Extract:

>>>

Fig. 1 shows the five steps of TRAPR, i.e., data manipulation, data preprocessing, statistical analysis, preprocessing result visualization, and statistical result visualization.

Data manipulation

TRAPR provides two functions to import RNA-Seq experimental data and four functions to export results to files. TRAPR can read text files for expression data as well as for a list of genes. During or following analysis, users can export DEG lists or detailed tables for DEG and expression tables, which other tools can utilize.

Data preprocessing

TRAPR provides three types of data preprocessing methods: filtering, transformation, and normalization. TRAPR filtering has six filter types: sample, gene, zero value, low variance, low expression, and gene list. Unlike DNA microarrays that have a fixed number of probes, RNA-Seq explores massive amounts of isoforms and novel transcripts mixed with noise, such that it returns many zeros and nonsense values. Genes encoding miRNAs or snoRNAs often show extremely high expression levels, even though they are treated by a poly-A purification procedure. These outliers can easily be removed by zero-value and gene filters. Statistical power can be improved by low-expression and low-variance filters by reducing non-standard distributions. Analyzing different combinations of samples can conveniently be supported by sample filtering.

TRAPR provides two well-known transformation functions, log2 transformation and VSN, followed by hyperbolic arcsin, arcsin(x), and transformation [11] to standardize data distribution and normalize variance distribution, respectively.

TRAPR provides many normalization methods, including upper quantile [12], quantile, mean, and median normalizations. One can conveniently compare the effect of applying different methods with the following statistical testing and visualization functions.

Statistical testing

TRAPR has several statistical testing functions to identify DEGs. Student t-test and statistical methods suggested in edgeR, baySeq, and DESeq assume a normal distribution or a Poisson distribution. Meanwhile, methods in DEGseq and NOISeq [12] do not need to make any assumption. For now, there is no correct answer that fits the characteristics of RNA-Seq data, and each method has its own merits. TRAPR allows users to choose their own methods to build customized analysis pipelines. The t test is recommended for large datasets, whereas edgeR and simple-fold change work for datasets with a small number of samples. DEGs can be labeled and saved as files containing lists of gene names with detailed information.

Visualization

Data preprocessing steps are not supported by visualization functions in previously developed packages, while proper visualization is essential and powerful for evaluating the quality of the RNA-Seq data and the preprocessing steps. TRAPR provides five flexible plotting functions, including density, boxplot, MA, scatter, and mean–variance plots. Volcano plots and heatmaps are also provided to visualize the results of statistical analysis. Each visualization function has direct access to FPKM values and differential expression values.

Discussion

We have developed TRAPR, an R package for RNA-Seq data analysis. TRAPR provides an entire pipeline for RNA-Seq analysis, which is not merely a combination of currently available tools, but the backbone that facilitates the proper application and coordination of these tools. For instance, upper-quartile normalization followed by zero-value filtering, VSN, and edgeR statistical testing with proper data visualization can easily be streamlined through TRAPR. These combinations will help improve accuracy and statistical power. TRAPR provides visualization tools and file I/O functions to evaluate the quality and characteristics of the data. TRAPR was developed and integrated in R, such that it can be easily applied to other technologies like Serial Analysis of Gene Expression and microarray. Various filters have been integrated into the package. TRAPR can be used as a platform to interweave RNA-Seq data analysis tools and packages to take advantage of the virtues of each.

<<<

Work instructions: Copy the part of the TRAPR description between "TRAPR provides two functions" and "tools can utilize.", inclusive.

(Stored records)

>>>

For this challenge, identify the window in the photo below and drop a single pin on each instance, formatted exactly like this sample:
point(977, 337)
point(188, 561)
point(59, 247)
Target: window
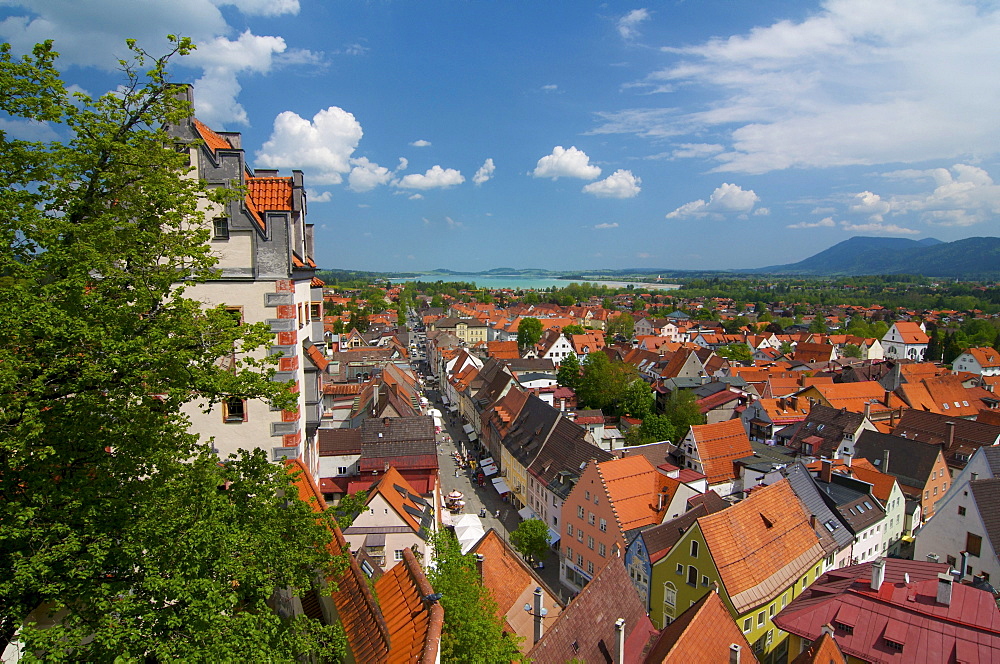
point(220, 228)
point(973, 544)
point(234, 410)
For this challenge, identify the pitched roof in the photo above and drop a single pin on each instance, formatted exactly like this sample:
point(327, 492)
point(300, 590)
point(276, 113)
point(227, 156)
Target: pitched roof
point(585, 630)
point(761, 545)
point(705, 632)
point(718, 446)
point(907, 613)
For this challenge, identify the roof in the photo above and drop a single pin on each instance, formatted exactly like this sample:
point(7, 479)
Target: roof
point(718, 446)
point(705, 632)
point(585, 630)
point(965, 630)
point(414, 623)
point(761, 545)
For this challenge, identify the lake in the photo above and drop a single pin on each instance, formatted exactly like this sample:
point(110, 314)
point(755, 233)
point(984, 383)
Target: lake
point(515, 282)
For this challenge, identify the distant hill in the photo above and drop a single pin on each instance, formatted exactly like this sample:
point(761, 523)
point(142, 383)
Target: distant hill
point(971, 258)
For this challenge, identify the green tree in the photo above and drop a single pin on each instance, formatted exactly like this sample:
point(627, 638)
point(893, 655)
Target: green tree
point(112, 513)
point(568, 374)
point(623, 324)
point(529, 331)
point(472, 631)
point(531, 539)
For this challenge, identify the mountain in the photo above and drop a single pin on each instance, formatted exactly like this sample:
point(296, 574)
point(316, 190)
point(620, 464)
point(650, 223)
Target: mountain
point(971, 258)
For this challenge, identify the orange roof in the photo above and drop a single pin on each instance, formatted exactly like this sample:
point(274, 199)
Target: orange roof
point(212, 140)
point(414, 624)
point(761, 545)
point(718, 445)
point(271, 193)
point(632, 485)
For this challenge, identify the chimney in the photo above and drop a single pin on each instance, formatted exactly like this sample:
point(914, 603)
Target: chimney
point(538, 614)
point(826, 471)
point(944, 589)
point(620, 641)
point(878, 573)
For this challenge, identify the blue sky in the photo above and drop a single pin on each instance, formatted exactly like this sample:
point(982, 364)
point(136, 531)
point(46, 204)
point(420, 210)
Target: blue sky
point(470, 135)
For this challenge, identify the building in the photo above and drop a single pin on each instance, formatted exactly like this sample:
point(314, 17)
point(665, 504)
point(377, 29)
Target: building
point(892, 610)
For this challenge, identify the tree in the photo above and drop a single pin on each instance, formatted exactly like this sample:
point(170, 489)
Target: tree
point(472, 630)
point(568, 374)
point(529, 331)
point(531, 539)
point(623, 324)
point(112, 513)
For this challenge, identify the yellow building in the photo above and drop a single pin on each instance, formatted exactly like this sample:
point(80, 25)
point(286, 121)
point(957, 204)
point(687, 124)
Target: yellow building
point(761, 553)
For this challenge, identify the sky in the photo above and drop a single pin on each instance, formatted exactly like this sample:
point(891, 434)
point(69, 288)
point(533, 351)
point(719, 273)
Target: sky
point(575, 135)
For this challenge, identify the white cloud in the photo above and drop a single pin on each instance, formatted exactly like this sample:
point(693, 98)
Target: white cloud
point(879, 228)
point(870, 205)
point(435, 178)
point(628, 25)
point(322, 147)
point(320, 197)
point(620, 184)
point(92, 33)
point(854, 82)
point(727, 199)
point(563, 163)
point(826, 222)
point(485, 172)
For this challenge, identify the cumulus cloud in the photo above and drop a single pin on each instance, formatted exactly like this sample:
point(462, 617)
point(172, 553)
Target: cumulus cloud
point(620, 184)
point(826, 222)
point(322, 146)
point(854, 82)
point(628, 25)
point(435, 178)
point(563, 163)
point(727, 199)
point(92, 33)
point(485, 172)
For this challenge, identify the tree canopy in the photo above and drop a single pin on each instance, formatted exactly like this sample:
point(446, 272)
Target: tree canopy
point(111, 511)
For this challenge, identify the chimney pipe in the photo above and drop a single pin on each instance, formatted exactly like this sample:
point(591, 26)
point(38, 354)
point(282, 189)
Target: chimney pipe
point(878, 573)
point(944, 589)
point(620, 640)
point(538, 614)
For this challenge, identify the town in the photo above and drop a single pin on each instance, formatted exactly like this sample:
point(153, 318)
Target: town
point(620, 477)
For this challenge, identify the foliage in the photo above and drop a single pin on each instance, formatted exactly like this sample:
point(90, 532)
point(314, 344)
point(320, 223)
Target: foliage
point(623, 324)
point(568, 374)
point(111, 511)
point(531, 539)
point(529, 331)
point(472, 631)
point(736, 353)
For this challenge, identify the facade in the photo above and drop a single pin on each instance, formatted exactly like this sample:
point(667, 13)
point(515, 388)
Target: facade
point(266, 275)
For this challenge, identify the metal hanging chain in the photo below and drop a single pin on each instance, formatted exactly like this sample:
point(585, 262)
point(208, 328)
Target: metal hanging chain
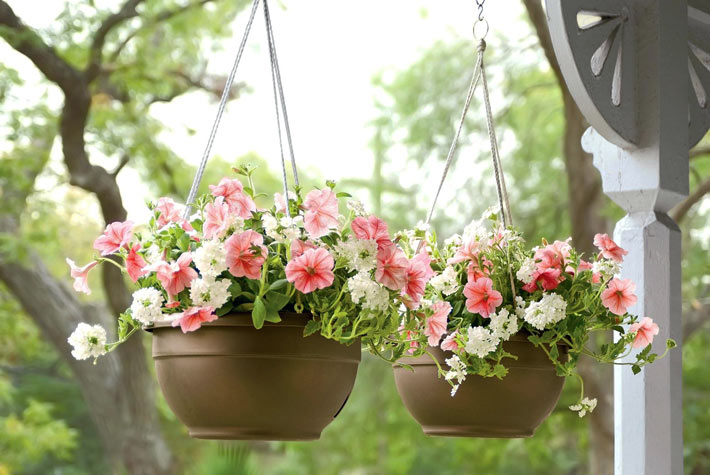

<<<

Response area:
TRAPR provides two functions to import RNA-Seq experimental data and four functions to export results to files. TRAPR can read text files for expression data as well as for a list of genes. During or following analysis, users can export DEG lists or detailed tables for DEG and expression tables, which other tools can utilize.